* _What to work on_: Every line in the records below between the one holding "Target: corrugated metal roof" and the one holding "Target: tire on ground", inclusive, is to be set down exactly; all other lines are to be left out.

Dataset excerpts START

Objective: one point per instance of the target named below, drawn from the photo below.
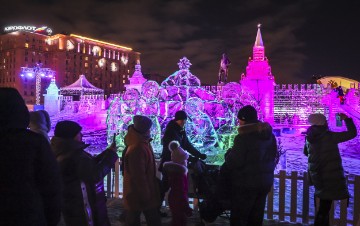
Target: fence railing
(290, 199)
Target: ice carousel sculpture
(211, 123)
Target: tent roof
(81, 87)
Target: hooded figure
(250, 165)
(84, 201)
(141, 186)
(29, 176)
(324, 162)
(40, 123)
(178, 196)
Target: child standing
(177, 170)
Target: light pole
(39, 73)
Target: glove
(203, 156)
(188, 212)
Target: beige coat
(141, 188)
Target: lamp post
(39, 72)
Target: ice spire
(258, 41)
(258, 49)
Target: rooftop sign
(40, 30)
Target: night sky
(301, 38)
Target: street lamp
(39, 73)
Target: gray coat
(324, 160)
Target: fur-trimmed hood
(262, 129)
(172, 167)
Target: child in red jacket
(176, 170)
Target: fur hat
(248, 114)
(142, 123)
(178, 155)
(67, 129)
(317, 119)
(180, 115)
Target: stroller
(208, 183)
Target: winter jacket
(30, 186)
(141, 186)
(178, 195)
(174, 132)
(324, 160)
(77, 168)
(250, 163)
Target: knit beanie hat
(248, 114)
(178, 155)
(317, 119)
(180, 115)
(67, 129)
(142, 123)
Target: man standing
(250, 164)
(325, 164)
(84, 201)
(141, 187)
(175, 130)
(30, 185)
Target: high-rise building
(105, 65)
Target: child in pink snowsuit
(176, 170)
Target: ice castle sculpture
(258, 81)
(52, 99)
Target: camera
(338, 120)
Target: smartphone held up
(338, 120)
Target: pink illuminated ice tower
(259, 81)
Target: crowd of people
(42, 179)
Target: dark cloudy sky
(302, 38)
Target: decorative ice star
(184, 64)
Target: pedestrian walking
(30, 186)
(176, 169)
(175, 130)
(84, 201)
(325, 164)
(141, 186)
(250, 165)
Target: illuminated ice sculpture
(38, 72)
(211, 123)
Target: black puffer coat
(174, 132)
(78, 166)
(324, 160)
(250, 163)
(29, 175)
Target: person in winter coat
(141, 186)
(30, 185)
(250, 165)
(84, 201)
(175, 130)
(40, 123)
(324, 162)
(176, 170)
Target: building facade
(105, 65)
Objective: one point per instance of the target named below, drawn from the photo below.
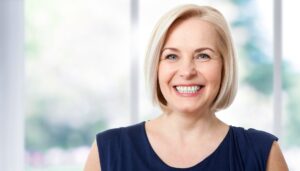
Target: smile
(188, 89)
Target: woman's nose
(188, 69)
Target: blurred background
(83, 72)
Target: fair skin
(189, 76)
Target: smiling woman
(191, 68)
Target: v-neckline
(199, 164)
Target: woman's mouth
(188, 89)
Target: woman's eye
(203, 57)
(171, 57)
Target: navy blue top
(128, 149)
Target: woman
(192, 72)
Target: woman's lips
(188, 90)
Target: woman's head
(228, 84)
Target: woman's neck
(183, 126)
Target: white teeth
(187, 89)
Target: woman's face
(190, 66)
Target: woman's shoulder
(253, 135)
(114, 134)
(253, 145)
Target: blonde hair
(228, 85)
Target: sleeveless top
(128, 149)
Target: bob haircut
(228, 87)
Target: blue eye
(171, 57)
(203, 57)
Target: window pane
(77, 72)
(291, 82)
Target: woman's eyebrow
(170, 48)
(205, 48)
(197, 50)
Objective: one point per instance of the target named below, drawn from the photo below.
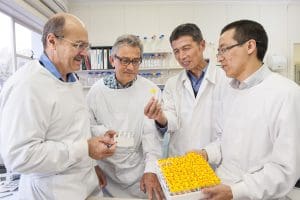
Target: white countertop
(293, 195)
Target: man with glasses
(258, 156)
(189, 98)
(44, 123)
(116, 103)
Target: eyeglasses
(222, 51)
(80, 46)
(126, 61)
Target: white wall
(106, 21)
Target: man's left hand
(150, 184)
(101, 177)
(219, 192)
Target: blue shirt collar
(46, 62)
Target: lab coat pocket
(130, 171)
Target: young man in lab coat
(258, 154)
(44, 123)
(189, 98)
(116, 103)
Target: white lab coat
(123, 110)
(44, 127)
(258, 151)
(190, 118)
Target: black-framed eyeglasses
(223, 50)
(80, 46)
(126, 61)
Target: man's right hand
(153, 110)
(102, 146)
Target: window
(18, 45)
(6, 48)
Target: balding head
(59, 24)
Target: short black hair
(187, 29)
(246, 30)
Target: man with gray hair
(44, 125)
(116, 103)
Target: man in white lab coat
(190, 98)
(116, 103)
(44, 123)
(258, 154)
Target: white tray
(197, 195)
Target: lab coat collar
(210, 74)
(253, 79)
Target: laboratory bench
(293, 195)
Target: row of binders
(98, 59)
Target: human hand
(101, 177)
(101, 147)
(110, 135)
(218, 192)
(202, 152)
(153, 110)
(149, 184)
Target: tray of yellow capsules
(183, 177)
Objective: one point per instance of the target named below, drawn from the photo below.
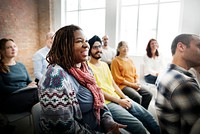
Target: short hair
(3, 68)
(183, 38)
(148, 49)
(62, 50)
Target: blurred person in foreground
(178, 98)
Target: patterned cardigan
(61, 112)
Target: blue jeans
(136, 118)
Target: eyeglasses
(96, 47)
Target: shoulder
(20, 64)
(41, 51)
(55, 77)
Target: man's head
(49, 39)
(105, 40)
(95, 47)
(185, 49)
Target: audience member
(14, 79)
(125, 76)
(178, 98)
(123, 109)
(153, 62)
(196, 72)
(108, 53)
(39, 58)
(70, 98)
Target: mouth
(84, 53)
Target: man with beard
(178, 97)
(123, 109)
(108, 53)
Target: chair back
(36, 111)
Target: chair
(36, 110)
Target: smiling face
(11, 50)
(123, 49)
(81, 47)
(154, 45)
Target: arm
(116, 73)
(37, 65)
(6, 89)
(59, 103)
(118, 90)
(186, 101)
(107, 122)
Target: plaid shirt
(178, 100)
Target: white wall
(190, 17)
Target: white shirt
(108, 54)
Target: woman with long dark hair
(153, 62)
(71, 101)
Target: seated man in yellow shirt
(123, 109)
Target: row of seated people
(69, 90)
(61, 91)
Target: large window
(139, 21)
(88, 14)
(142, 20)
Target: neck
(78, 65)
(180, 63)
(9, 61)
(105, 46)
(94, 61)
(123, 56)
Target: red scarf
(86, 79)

Dataset excerpts END
Dataset excerpts START

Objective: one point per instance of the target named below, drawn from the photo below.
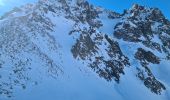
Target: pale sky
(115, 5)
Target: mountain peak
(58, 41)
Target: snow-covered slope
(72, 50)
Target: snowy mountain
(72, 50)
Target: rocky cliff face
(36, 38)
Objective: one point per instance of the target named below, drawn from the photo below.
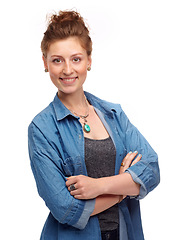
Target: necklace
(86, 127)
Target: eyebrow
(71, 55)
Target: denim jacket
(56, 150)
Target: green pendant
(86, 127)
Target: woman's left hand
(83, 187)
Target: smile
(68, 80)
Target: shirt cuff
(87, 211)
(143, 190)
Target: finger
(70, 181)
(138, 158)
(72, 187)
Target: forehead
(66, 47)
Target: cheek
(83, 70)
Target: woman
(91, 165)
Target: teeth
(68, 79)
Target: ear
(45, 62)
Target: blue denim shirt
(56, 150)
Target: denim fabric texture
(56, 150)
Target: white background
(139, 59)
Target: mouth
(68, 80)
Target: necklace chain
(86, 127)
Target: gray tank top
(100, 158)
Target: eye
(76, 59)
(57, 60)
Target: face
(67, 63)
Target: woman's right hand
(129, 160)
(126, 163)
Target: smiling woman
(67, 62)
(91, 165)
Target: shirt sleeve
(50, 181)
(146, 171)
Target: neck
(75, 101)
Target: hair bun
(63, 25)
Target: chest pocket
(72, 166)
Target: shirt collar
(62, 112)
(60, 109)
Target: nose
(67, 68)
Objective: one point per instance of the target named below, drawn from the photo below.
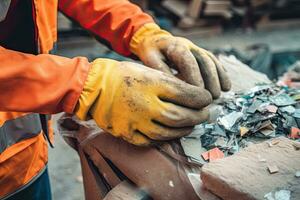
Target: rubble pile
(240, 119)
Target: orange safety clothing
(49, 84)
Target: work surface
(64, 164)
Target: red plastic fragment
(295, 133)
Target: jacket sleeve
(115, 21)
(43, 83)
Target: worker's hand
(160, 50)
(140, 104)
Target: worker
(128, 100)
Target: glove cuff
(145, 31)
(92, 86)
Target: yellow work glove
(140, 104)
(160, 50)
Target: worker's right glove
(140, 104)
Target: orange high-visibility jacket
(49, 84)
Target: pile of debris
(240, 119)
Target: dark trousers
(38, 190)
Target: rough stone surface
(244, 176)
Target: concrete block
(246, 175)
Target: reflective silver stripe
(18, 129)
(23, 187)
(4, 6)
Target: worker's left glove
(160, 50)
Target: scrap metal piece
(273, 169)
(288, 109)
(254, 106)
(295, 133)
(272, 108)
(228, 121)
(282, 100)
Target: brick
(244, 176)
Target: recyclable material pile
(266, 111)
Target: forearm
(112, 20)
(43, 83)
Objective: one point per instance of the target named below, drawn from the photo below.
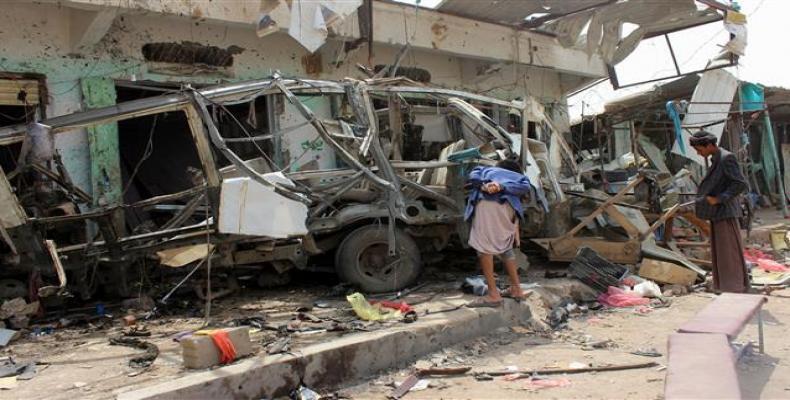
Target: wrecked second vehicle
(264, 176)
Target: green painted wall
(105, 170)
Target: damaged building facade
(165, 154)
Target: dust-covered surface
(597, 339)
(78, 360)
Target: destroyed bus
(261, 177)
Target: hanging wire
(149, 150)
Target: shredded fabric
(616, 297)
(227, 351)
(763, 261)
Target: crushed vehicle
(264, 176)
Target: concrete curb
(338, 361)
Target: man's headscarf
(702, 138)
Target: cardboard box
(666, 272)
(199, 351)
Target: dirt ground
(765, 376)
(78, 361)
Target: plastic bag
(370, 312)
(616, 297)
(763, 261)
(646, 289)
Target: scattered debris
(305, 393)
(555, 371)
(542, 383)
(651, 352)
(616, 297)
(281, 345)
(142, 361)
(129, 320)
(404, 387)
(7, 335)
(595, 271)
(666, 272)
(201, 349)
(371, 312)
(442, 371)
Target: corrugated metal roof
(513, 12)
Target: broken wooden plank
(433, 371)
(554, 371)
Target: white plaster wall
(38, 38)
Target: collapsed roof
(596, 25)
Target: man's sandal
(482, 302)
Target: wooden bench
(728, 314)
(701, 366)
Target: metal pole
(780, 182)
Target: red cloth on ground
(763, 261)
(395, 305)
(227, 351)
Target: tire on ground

Dataset excerpts END
Dataset excerpts START

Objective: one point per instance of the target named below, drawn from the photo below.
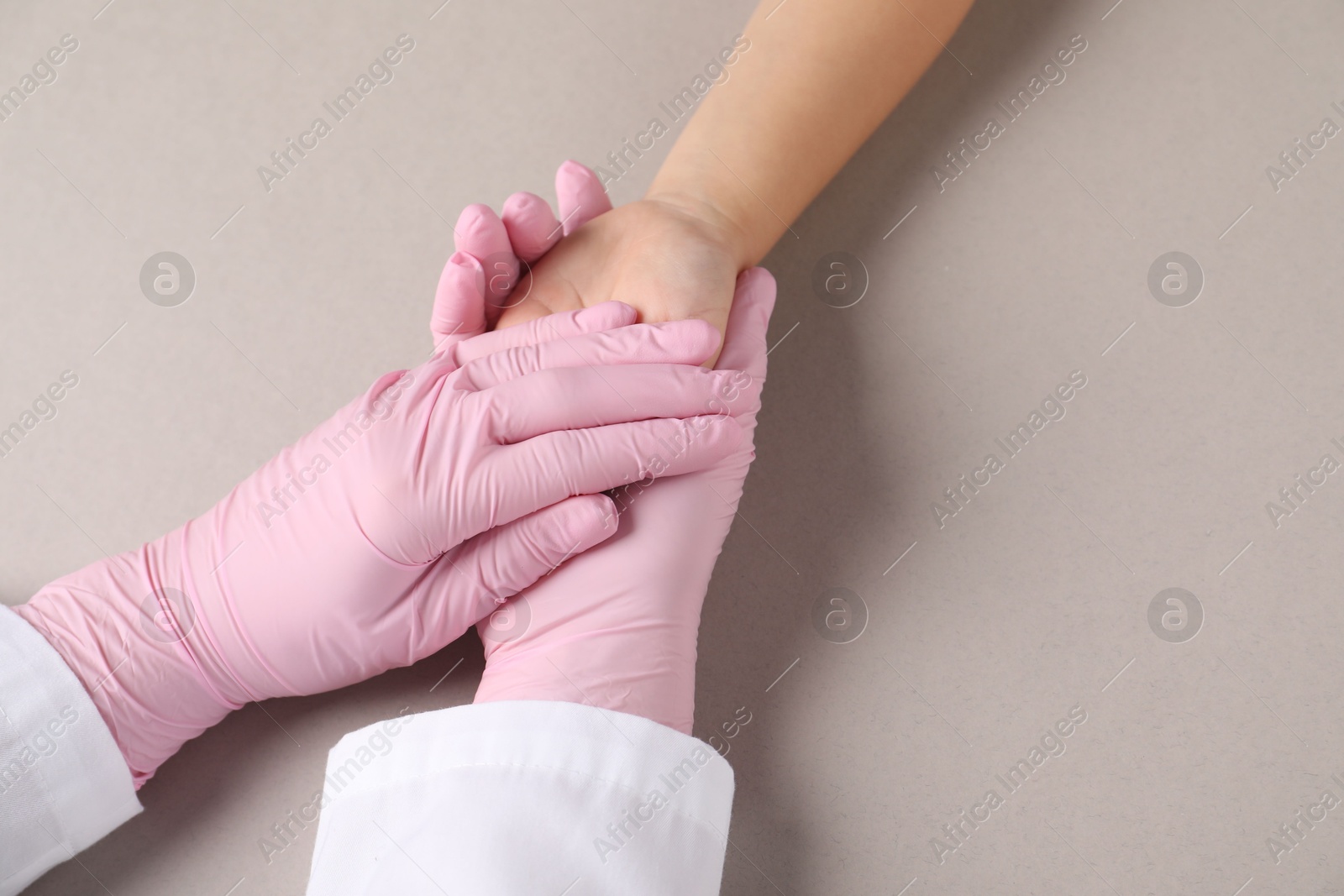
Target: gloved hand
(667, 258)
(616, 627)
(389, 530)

Dataset excerpts END

* _Answer to this problem_:
Target: corrugated metal roof
(513, 12)
Target: broken wooden plank
(433, 371)
(554, 371)
Target: white plaster wall
(38, 38)
Target: collapsed roof
(596, 25)
Target: man's sandal
(482, 302)
Target: wooden bench
(728, 314)
(701, 366)
Target: metal pole
(780, 182)
Target: red cloth on ground
(763, 261)
(395, 305)
(227, 351)
Target: tire on ground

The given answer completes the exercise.